==== MATERIAL TO PROCESS

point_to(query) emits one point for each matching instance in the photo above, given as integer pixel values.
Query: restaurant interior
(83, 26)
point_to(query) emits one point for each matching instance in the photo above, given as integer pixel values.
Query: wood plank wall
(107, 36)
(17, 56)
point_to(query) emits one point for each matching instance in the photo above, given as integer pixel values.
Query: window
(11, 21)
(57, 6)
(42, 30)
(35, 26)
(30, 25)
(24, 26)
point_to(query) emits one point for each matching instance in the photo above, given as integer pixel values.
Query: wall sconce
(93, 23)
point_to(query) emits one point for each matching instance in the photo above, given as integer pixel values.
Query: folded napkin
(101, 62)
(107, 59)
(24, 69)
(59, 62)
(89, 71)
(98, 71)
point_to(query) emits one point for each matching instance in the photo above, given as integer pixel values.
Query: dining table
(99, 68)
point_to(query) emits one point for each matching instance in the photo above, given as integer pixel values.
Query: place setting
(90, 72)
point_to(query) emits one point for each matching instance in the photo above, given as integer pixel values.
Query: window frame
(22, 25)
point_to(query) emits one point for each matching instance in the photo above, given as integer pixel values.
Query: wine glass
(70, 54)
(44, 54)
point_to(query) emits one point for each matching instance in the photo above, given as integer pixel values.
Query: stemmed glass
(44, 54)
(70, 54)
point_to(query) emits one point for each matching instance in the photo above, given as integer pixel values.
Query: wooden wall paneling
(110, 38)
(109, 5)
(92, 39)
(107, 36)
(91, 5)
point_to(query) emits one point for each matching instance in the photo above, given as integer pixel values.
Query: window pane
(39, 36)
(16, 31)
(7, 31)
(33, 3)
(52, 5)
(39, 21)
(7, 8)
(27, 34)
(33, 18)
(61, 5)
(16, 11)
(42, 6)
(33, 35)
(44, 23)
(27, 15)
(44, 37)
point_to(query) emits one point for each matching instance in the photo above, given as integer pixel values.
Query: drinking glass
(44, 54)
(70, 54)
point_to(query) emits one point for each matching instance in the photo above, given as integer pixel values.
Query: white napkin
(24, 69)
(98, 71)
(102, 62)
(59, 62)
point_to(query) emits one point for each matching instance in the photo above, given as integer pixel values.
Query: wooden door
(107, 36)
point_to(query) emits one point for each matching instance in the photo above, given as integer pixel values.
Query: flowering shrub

========
==== MATERIAL TO PROCESS

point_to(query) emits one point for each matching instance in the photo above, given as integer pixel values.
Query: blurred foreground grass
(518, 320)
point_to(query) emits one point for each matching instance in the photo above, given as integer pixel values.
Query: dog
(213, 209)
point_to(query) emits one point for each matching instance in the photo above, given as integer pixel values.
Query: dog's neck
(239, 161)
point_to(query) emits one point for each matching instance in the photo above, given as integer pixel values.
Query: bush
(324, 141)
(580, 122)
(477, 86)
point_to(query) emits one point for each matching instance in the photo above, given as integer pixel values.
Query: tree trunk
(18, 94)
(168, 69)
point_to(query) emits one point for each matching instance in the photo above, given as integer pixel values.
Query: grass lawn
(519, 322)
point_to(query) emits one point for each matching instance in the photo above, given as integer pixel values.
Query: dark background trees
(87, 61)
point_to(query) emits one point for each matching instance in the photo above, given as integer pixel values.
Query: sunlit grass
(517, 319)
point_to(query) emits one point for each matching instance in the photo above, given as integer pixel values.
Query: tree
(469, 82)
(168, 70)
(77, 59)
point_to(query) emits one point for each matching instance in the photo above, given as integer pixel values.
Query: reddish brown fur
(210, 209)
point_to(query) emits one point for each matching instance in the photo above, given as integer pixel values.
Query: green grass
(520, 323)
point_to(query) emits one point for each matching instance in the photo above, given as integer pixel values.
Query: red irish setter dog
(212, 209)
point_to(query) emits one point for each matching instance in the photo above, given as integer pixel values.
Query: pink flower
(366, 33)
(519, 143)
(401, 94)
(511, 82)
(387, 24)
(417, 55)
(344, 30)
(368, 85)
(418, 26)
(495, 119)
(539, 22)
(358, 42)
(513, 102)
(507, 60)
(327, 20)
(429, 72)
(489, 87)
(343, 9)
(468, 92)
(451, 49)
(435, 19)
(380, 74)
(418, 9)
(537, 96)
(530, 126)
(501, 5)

========

* _PROBLEM_
Start with the line above that contains "Query: place setting" and stop after the line that contains "Query: flowering shrub". Output those lines exactly, and only those.

* _ANSWER FOR THIS EXERCISE_
Query: place setting
(90, 72)
point_to(query) emits one point for each matching instance in the photo above, given as integer pixel values.
Query: window frame
(22, 25)
point_to(query) emits one point for each matching instance in the photo above, given as integer pixel values.
Query: wine glass
(70, 54)
(44, 54)
point_to(query) emits one point for each matching instance in the photo above, given as integer pixel values.
Query: stemmed glass
(44, 54)
(70, 54)
point_to(query) emits one point for each matching instance in the photo above, given as integer pixel values.
Query: wooden wall paneling
(110, 38)
(109, 5)
(92, 39)
(107, 36)
(91, 5)
point_to(query) emits one point for each matching instance in the photo above, given as integer pixel values.
Query: window pane
(39, 36)
(16, 31)
(7, 31)
(33, 3)
(52, 5)
(39, 21)
(7, 8)
(27, 34)
(33, 18)
(61, 5)
(16, 11)
(42, 6)
(33, 35)
(44, 23)
(27, 15)
(44, 37)
point_to(query) emits one point for each matching instance in the photo above, given as integer pixel values.
Query: drinking glass
(44, 54)
(70, 54)
point_to(query) emits one point for each matching instance in the photo above, given as integer pixel values.
Query: white napkin
(24, 69)
(98, 71)
(102, 62)
(59, 62)
point_to(query) emits one point for each matching instance in the photo above, given as integer pixel values.
Query: wooden door
(107, 36)
point_to(query) emits one point for each matching instance in the photo above, given as integer pixel values.
Query: flowering shrub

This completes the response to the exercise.